------ EXTRAIT PROPOSÉ ------
30 juillet 1991 Paru dans le N°147 à la page 73 ( mots)
Rédigé par : Cord-henrich LAUX

[Photo : Fig. 1 : Dispositions les plus courantes des roues à aubes dans les pompes de transport d’eau, de construction horizontale et verticale.]

Les pompes de transport d’eau s’emploient pour le refoulement d’eau potable vers les villes situées à plus haute altitude que les sources qui les alimentent (Caracas, Venezuela), pour l’irrigation des plantations éloignées (Moghan, Iran), pour l’amenée d’eau de refroidissement dans des centrales thermiques érigées à proximité de mines de charbon (Tutuka, Afrique du Sud). Des pompes de transport pourvoient en eau de mer les points d’injection distants de centaines de kilomètres (Uthmaniyah, Arabie Saoudite). Cette eau de mer est alors injectée dans le champ pétrolifère au moyen de pompes spéciales, pour produire la pression nécessaire à l’émergence du pétrole brut.

Choix adéquat des pompes de transport d’eau

Les pompes de transport d’eau comportent en toutes dispositions des roues à aubes, installées en position horizontale ou verticale (figure 1). Les détails de construction les plus courants des pompes de ce genre sont représentés sur la figure 2. Le choix optimum, pour une pompe destinée à cet usage, impose au constructeur les critères suivants, dont il lui faut dûment tenir compte.

Analyse de l’eau

Dans les cas où l’utilisateur indique dans sa spécification que l’eau est propre, la limite supérieure de la vitesse de rotation n’est déterminée que par la pression disponible à l’entrée de la roue à aubes (NPSH). Le matériau utilisé pour le corps de pompe sera la fonte ductile (sphéroïdique) ou l’acier coulé, avec des roues à aubes réalisées le plus souvent en acier au chrome.

Dès que l’eau contient des matières solides en suspension ou en solution, il faut limiter la vitesse de rotation, du fait que la perte de matériel par abrasion augmente avec la troisième puissance de la vitesse d’écoulement. C’est pour cette raison qu’on donnera toujours la préférence à une pompe travaillant à vitesse de rotation plutôt faible.

Les matériaux employés ici seront les mêmes que pour l’eau propre. Toutefois, les parties qui sont exposées à des vitesses élevées, telles que les anneaux à labyrinthes, sont pourvues d’un revêtement de stellite, aux fins d’assurer une différence de dureté d’au moins 50 DB entre les surfaces d’étanchéité, l’une fixe et l’autre en rotation.

Lorsqu’il s’agit de refouler un liquide corrosif, tel que l’eau de mer, il faut abaisser à des valeurs encore moindres les limites de vitesses auxquelles l’érosion du matériel se produit. Dans les pompes à eau de mer, le matériau choisi pour la bâche et les roues à aubes est un acier inoxydable 316, tandis que les bagues d’usure sont pourvues d’un revêtement de stellite.

Hauteur d’aspiration

Le NPSH disponible à l’entrée, aux pompes de transport, se monte normalement à une valeur NPSH de 11 à 18 m, ce qui signifie que ces pompes

[Photo : Fig. 2 : Pompe de transport d’eau.]

… doivent être implantées à une profondeur de 1 à 8 m au-dessous du niveau d’aspiration le plus bas.
------ JEU DE DONNÉES ------
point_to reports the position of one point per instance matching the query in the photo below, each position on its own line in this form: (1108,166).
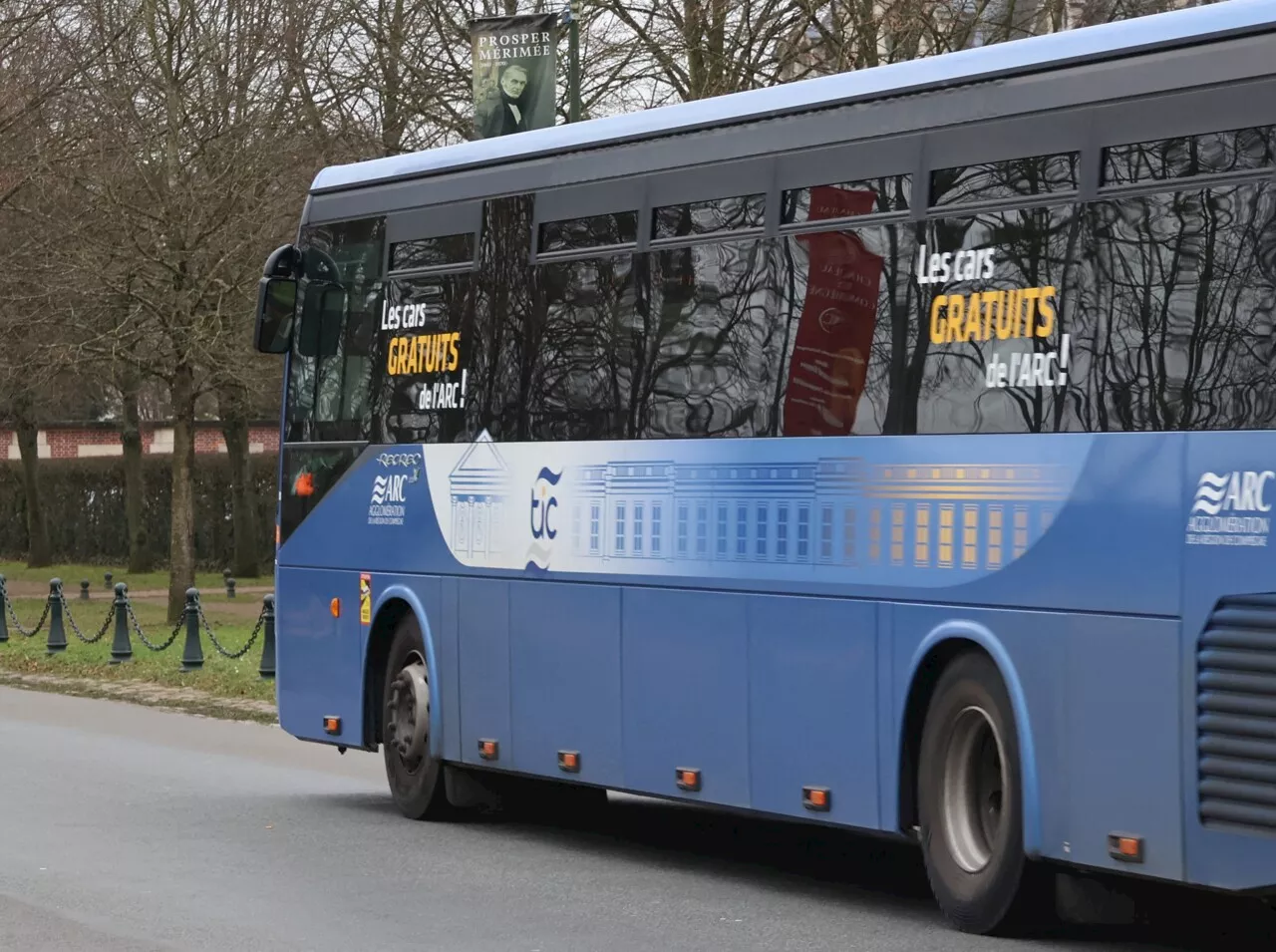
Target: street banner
(834,332)
(514,73)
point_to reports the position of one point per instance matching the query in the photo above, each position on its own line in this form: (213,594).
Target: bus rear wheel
(415,778)
(971,806)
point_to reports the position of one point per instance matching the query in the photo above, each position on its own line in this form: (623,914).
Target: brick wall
(78,441)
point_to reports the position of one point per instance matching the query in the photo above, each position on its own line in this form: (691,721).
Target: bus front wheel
(971,805)
(415,778)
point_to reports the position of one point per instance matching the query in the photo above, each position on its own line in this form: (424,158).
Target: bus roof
(980,64)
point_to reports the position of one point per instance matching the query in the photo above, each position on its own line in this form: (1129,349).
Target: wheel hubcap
(407,714)
(974,789)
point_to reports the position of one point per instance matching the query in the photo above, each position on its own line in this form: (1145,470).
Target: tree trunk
(245,561)
(135,482)
(181,560)
(39,552)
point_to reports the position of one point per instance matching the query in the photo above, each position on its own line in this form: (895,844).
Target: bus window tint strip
(846,199)
(1185,156)
(433,253)
(710,217)
(593,231)
(999,181)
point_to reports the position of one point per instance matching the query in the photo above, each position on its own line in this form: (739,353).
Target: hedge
(87,523)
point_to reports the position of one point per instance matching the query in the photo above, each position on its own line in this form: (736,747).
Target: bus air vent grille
(1236,715)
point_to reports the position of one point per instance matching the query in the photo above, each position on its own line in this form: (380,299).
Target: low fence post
(56,642)
(122,648)
(192,655)
(267,669)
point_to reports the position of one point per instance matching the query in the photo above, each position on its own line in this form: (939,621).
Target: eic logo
(543,503)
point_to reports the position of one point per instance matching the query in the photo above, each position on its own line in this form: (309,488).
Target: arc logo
(1233,491)
(390,494)
(542,515)
(1219,508)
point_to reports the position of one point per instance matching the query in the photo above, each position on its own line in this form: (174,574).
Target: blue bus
(889,451)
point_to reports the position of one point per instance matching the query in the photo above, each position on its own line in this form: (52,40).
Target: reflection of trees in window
(328,387)
(709,217)
(1180,290)
(591,231)
(709,351)
(1210,154)
(994,181)
(579,374)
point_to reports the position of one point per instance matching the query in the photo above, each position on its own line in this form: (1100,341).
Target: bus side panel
(565,686)
(813,706)
(318,656)
(450,657)
(482,638)
(1121,757)
(686,692)
(1101,696)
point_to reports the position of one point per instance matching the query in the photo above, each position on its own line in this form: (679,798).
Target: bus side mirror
(276,308)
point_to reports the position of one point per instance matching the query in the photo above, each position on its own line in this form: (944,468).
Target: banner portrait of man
(514,73)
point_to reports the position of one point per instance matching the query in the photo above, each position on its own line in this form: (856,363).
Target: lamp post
(573,51)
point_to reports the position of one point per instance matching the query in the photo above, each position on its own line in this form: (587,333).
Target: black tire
(974,855)
(416,783)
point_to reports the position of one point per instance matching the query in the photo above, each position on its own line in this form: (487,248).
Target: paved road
(131,829)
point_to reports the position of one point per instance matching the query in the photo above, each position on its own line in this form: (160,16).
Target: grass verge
(17,572)
(222,687)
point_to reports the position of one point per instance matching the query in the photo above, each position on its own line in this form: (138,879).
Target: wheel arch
(926,665)
(392,606)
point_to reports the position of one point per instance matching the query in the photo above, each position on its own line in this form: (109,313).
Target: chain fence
(56,619)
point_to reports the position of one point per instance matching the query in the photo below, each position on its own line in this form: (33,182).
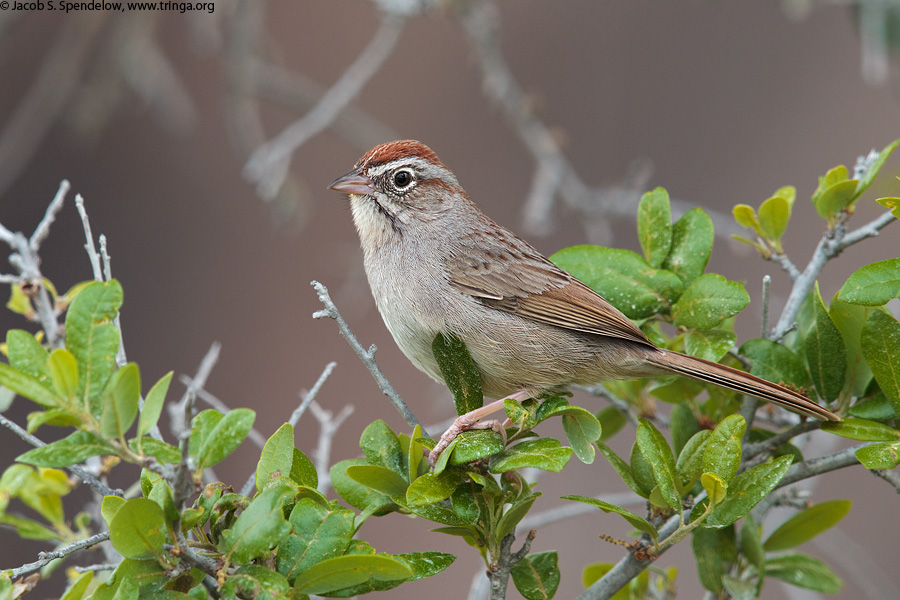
------
=== SÉRIE DE TÂCHES ===
a. Dressez la liste des lieux que l'extrait sur les pompes de transport d'eau cite en exemple, chacun avec le pays indiqué.
b. Poursuivez l'extrait sur les pompes de transport d'eau après sa dernière phrase.
Ces lignes n'ont aucun lien avec l'extrait.

=== RÉPONSES ===
a.
- Caracas, Venezuela
- Moghan, Iran
- Tutuka, Afrique du Sud
- Uthmaniyah, Arabie Saoudite

b.
Disposition avec pompe nourricière

C’est la hauteur d’amenée à l’entrée de la pompe qui limite la vitesse de rotation de cette dernière. Mais plus la vitesse est basse, plus grand sera en revanche le diamètre de la roue à aubes, et avec lui les dimensions de la pompe tout entière, dont le coût augmentera en conséquence.

Aux fins de réduire les frais investis dans l’installation de la pompe, il peut être avantageux de recourir à une pompe nourricière établie pour la faible hauteur de charge existante et servant à l’amenée d’eau à la pompe principale, dont la vitesse de rotation peut alors être plus élevée. Le plus souvent, ces deux machines assemblées seront d’un coût inférieur à celui d’une pompe principale tournant à faible vitesse.

Disposition sans pompe nourricière

Si l’on ne tient pas compte des frais plus élevés dus au coût de la pompe en elle-même, l’installation d’une pompe unique, sans étage d’amenée, présentera les avantages suivants :

  • — diminution de l’encombrement (permettant de réduire le coût du bâtiment) ;
  • — réduction du nombre de tuyaux et organes de fermeture (abaissement supplémentaire du coût de l’installation) ;
  • — réduction de l’approvisionnement en pièces de réserve ;
  • — suppression du train d’engrenages.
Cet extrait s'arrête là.